═════ Information supplied

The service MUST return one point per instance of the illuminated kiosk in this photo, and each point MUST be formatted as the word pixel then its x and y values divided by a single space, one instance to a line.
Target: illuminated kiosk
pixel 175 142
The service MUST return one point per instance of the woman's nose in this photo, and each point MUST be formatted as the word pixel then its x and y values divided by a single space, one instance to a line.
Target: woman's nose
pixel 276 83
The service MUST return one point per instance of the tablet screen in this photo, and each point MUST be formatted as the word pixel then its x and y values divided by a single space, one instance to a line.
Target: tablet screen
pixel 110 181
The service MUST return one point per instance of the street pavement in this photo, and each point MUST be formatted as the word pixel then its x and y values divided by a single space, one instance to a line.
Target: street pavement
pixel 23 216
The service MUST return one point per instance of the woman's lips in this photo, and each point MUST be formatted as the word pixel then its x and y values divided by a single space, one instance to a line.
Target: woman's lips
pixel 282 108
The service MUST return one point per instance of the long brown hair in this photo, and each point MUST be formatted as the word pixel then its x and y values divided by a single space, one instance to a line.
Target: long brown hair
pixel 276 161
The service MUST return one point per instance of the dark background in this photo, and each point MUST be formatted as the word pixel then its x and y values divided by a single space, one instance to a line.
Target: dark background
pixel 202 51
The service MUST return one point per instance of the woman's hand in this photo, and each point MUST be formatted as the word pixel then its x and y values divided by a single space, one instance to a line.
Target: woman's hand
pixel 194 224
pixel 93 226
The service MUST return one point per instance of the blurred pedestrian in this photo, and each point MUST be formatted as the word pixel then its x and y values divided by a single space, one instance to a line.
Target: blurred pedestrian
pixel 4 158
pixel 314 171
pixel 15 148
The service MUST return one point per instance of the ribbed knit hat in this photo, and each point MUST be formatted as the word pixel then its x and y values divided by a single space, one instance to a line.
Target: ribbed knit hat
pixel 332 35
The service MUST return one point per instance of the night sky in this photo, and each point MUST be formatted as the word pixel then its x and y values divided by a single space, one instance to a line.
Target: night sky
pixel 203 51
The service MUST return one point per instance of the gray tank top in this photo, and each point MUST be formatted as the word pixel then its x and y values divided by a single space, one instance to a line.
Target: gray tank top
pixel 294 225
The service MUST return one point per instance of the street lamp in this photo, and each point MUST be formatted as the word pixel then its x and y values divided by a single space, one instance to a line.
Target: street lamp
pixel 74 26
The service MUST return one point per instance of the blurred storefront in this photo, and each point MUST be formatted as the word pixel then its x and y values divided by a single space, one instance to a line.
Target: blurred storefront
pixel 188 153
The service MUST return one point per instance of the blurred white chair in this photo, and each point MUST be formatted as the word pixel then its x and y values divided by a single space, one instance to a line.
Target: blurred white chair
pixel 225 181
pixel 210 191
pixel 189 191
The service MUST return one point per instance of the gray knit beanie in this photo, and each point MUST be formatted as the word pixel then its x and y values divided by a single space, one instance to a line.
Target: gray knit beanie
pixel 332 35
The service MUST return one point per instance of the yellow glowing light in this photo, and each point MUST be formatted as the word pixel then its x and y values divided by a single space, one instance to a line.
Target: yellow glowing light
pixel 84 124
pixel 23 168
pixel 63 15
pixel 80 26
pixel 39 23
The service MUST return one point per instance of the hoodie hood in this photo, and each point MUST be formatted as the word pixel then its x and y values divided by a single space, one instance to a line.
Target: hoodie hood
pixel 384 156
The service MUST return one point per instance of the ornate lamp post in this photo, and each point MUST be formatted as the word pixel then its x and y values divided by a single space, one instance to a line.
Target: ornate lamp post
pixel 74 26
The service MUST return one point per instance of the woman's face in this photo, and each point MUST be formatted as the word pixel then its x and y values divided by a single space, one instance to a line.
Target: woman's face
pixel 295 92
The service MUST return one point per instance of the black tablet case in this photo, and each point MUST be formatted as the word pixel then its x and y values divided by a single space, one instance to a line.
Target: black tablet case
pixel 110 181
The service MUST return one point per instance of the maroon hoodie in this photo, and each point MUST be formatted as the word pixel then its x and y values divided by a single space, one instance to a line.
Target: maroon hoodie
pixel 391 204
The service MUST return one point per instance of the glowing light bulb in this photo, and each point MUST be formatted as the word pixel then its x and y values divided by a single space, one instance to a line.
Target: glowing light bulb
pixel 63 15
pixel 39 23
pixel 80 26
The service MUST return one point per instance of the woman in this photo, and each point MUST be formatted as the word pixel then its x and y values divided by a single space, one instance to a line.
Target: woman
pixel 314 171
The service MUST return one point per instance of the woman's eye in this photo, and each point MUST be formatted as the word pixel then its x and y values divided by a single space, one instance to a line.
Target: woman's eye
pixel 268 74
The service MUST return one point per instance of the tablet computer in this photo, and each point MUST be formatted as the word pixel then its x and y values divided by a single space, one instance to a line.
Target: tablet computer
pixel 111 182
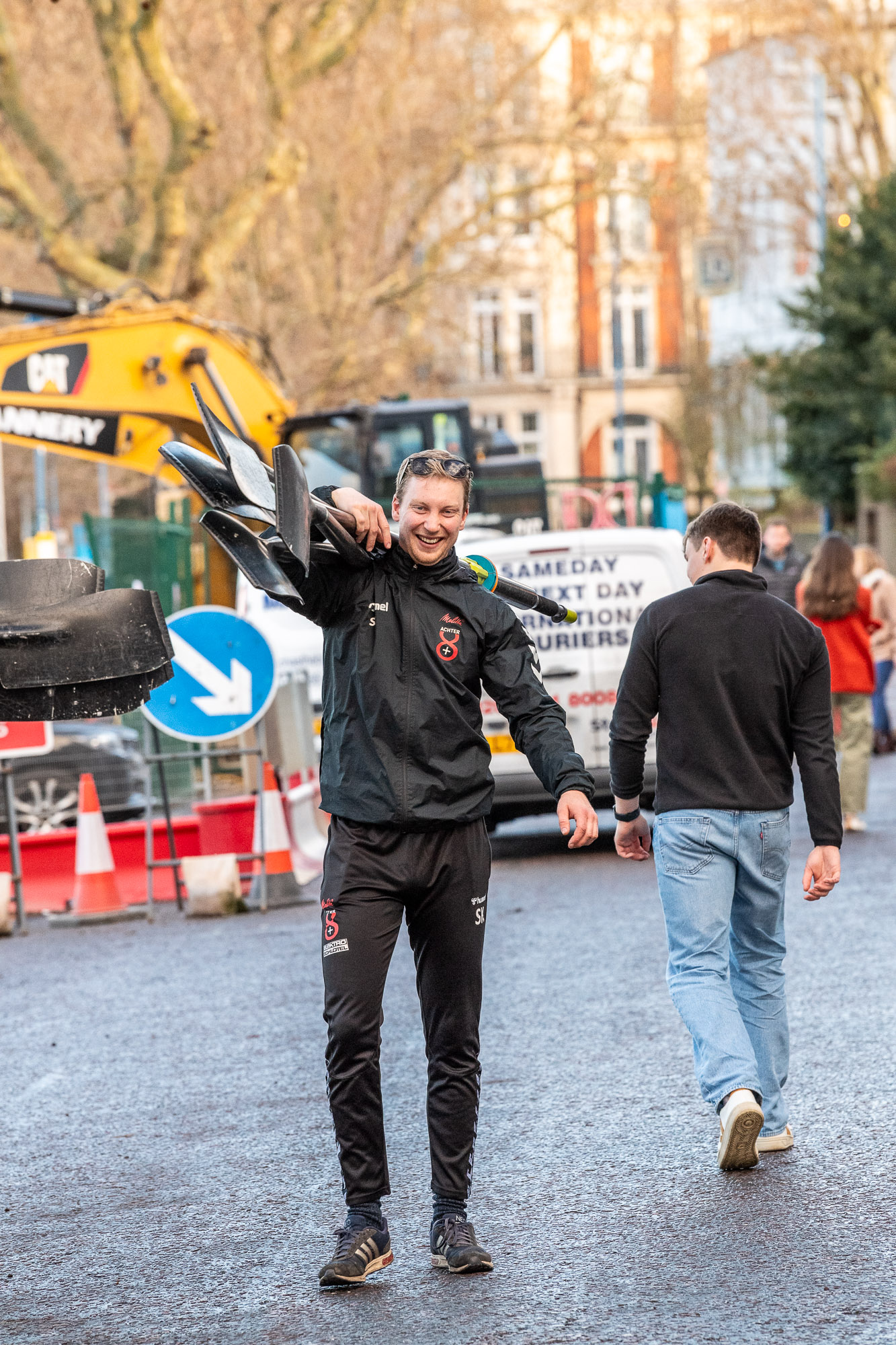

══════════

* What the task requires *
Convert every line of the records above into a numbered list, omitting blank lines and excluding the pictures.

* Solution for this task *
1. The service MUST return one point per instance of the illuminated kiosk in this photo, and each point MUST be formatted as the word pixel then its x and y values divided by a single space, one instance to a line.
2. Target: illuminated kiosk
3. pixel 175 142
4. The service MUST return one point per instance of the woman's nose in this photo, and each point MUST be formatted as the word pixel then its x and y values divided by a single space, one instance to a line.
5. Target: woman's nose
6. pixel 276 83
7. The service MUST return one point per instance of the tablet screen in this photo, and each point MUST be formatted as the word pixel then its x and y values divided by a single space, one instance to a line.
8. Target: tablet screen
9. pixel 110 181
10. The service MUST return one point per instance of the street pavement in this photo, and each point MUST be formatted as the word pixel then its x and y values divided by a single space, one instance to a line.
11. Target: street pavement
12. pixel 23 216
13. The service MUST return one point per instance of the woman's lips in this photo, and each point MUST be formatted as the word pixel then its x and y values divided by a single space, one instance to a line.
14. Target: woman's lips
15. pixel 282 108
16. The service MUST return one point per instance of the long brown hair in this photo, and each point MUST be formatted as the word pixel then its x and y values divided by a single space, one instance to a line.
17. Target: long brown hair
18. pixel 276 161
19. The service MUST return one point per instance of the dark background in this photo, and each point MUST be formatted as the word pixel then its x and y values divided by a single space, one instance to a line.
20. Target: dark background
21. pixel 202 51
22. The service MUST return one point per instance of the woman's hand in this photo, and each point MUST be formatted as the word pixel then its x and y values divided by a single space, one instance to a line.
23. Target: woman's hand
24. pixel 194 224
25. pixel 93 226
26. The service MUST return one point per instance of the blurred pedestrian in this photo, and each point MUST be formatted as the word pixel then its x and y values divided by a single space, one instance to a line.
27. Target: blurred pedestrian
28. pixel 4 158
29. pixel 314 171
30. pixel 15 148
31. The service MUST return one point per instance of the ribbed knit hat in this photo, and each point MUST be formatted as the word pixel then its x and y values divided by a single space, one instance to a line.
32. Target: ribbed knit hat
33. pixel 332 35
34. The service MUST return one point per instance of the night sky in this photo, and each point MUST be formatted as the word pixel then its x and y values divided by a single space, one instance to a line.
35. Target: night sky
36. pixel 203 51
37. The service MUST return one point per instance of the gray tank top in this photo, and each point MUST be formatted as the word pixel then its x and y values divided by a single space, one instance to a line.
38. Target: gray tank top
39. pixel 294 225
40. The service MUST return one point per instance of the street lamp in this photo, and each point MUST be formatted as the word pixel then its x and y values divided by a single space, one instance to a line.
41. Target: street lamp
42. pixel 74 26
43. The service MUST return one point per instance of the blurred storefront in this photo, and each point MUST be formatted as the word pixel then its x and y values divided by a single space, one instance to a line.
44. Target: blurred storefront
45. pixel 188 153
46. The service MUST return one point per instance of the blurred white chair in this photo, and each point MUST be formatted as the word pixel then its x and y values divided by a single space, one instance to a line.
47. Target: blurred white chair
48. pixel 225 181
49. pixel 210 191
50. pixel 189 191
51. The service MUST return one point per instance of the gray knit beanie in this photo, and each point MUST be formatted as the word pixel then its x and y values divided by a single space, one instance to a line.
52. Target: gray knit beanie
53. pixel 332 35
54. The service MUST return one point per instance of the yellow glowing light in this photo, and each point MUST be formatted as the word pixel then its x and y values divided by a single space, one instance to a line.
55. Target: yellow glowing light
56. pixel 84 124
57. pixel 23 168
58. pixel 63 15
59. pixel 80 26
60. pixel 39 23
61. The service MUST return one point per instance of the hoodie hood in this photo, and each point MUST be formatted as the word pixel then its x and y values divided by a single space, one instance to a line.
62. Target: hoodie hood
63. pixel 384 156
64. The service MUST return one point per instance of the ornate lamp post in this photo, and each point MUST be formatted as the word pixel then its x and y values divided by a single space, one instance to a line.
65. Target: ornate lamp post
66. pixel 74 26
67. The service MUST return one point per instance of the woman's face in this photo, and each point MUST be formatted as the word pixel then its x and y values divided by a single space, one instance to a line.
68. Target: woman's face
69. pixel 295 92
70. The service MUST return one point per instance of the black tablet case in this photo, and each point MUST be formatted as the word pixel then its x and y values divided by a single space, one instance to a line.
71. Target: black tablet case
72. pixel 110 181
73. The service MUST return one point per instance of the maroon hoodie in this photo, and each point MUST be formatted as the word pixel then its x and y values divided by a single space, one instance to a line.
74. Target: maroon hoodie
75. pixel 391 204
76. The service MUST return one point per instance of the glowing light bulb in this photo, and each point MUST be formatted as the word pixel then its x and y values divided by a single space, one instance to a line.
77. Target: glowing light bulb
78. pixel 63 15
79. pixel 39 23
80. pixel 80 26
81. The service MUST return one point per instance of the woman in this photo, and each point MUST be formatted as the word pixel then its x and y values divided by a single space, one instance to a line.
82. Target: woman
83. pixel 314 171
84. The service MUST return one point per instance of the woman's eye in this photo, and each point MUST be formatted as the word pixel then its x and y values divided by a single space, one instance to a line.
85. Target: woman's eye
86. pixel 268 74
87. The service MUST return one point per instance of the tablet computer in this photo, and each point MUST be formatted as the word pixel then its x and y values divided by a single space, one instance to a line.
88. Target: tablet computer
89. pixel 111 182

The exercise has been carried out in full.